Yttrium iron garnet (YIG) is a kind of synthetic garnet, with chemical composition , or Y3Fe5O12. It is a ferrimagnetic material with a Curie temperature of 560 K. YIG may also be known as yttrium ferrite garnet, or as iron yttrium oxide or yttrium iron oxide, the latter two names usually associated with powdered forms.

In YIG, the five iron(III) ions occupy two octahedral and three tetrahedral sites, with the yttrium(III) ions coordinated by eight oxygen ions in an irregular cube. The iron ions in the two coordination sites exhibit different spins, resulting in magnetic behavior. By substituting specific sites with rare-earth elements, for example, interesting magnetic properties can be obtained.

YIG has a high Verdet constant which results in the Faraday effect, high Q factor in microwave frequencies, low absorption of infrared wavelengths down to 1200 nm,  and very small linewidth in electron spin resonance. These properties make it useful for MOI (magneto optical imaging) applications in superconductors.

★ ★ ★

■ **PROBLEMS**
1. Render into Spanish the following sentence from the passage on yttrium iron garnet: "The iron ions in the two coordination sites exhibit different spins, resulting in magnetic behavior."
2. Retype the passage on yttrium iron garnet word for word, starting at "In YIG, the" and ending at "can be obtained.".

★ ★ ★

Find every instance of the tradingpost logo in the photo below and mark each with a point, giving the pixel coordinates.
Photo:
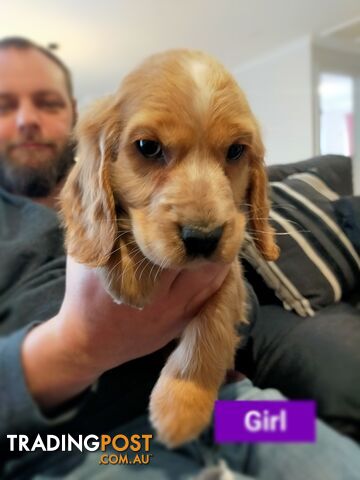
(119, 449)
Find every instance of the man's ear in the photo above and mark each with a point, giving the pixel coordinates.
(259, 205)
(87, 202)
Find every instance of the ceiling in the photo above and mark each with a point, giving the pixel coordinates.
(101, 40)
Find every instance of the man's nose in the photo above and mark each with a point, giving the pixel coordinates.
(27, 118)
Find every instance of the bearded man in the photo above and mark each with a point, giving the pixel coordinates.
(37, 114)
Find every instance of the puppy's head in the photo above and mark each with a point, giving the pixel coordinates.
(176, 158)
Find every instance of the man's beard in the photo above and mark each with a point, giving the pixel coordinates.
(39, 180)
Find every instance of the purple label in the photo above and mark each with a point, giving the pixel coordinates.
(265, 421)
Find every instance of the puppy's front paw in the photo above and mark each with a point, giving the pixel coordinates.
(180, 409)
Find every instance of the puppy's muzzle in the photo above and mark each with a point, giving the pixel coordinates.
(199, 242)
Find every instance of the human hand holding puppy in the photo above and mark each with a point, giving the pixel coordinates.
(92, 334)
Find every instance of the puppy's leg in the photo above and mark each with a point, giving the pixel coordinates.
(183, 398)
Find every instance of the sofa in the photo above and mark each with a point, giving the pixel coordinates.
(307, 343)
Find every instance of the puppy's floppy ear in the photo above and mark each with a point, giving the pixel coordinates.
(259, 205)
(87, 202)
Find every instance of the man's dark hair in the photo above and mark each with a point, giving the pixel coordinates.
(22, 43)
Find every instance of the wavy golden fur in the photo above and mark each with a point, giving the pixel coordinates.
(122, 211)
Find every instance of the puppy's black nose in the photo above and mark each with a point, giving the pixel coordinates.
(200, 242)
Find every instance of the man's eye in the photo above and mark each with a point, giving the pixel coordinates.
(150, 149)
(50, 104)
(235, 151)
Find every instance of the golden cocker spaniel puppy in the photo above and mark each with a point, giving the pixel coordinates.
(170, 172)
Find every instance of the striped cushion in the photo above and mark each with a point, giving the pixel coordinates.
(318, 264)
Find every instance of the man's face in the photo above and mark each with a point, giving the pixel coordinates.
(36, 119)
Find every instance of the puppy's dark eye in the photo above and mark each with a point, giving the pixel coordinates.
(234, 152)
(149, 149)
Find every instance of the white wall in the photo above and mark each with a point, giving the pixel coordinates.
(279, 89)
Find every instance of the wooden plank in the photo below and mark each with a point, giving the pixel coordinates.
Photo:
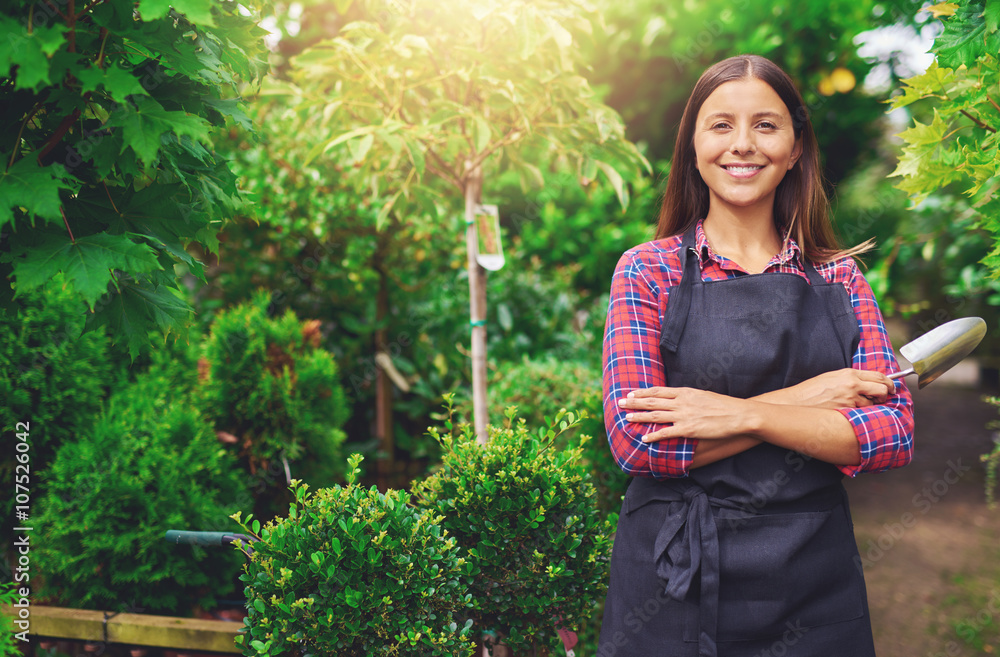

★ ★ ★

■ **OUTPUTS FOR THE TASKS**
1. Los iones de hierro de los dos sitios de coordinación presentan espines diferentes, lo que da lugar a un comportamiento magnético.

2.
In YIG, the five iron(III) ions occupy two octahedral and three tetrahedral sites, with the yttrium(III) ions coordinated by eight oxygen ions in an irregular cube. The iron ions in the two coordination sites exhibit different spins, resulting in magnetic behavior. By substituting specific sites with rare-earth elements, for example, interesting magnetic properties can be obtained.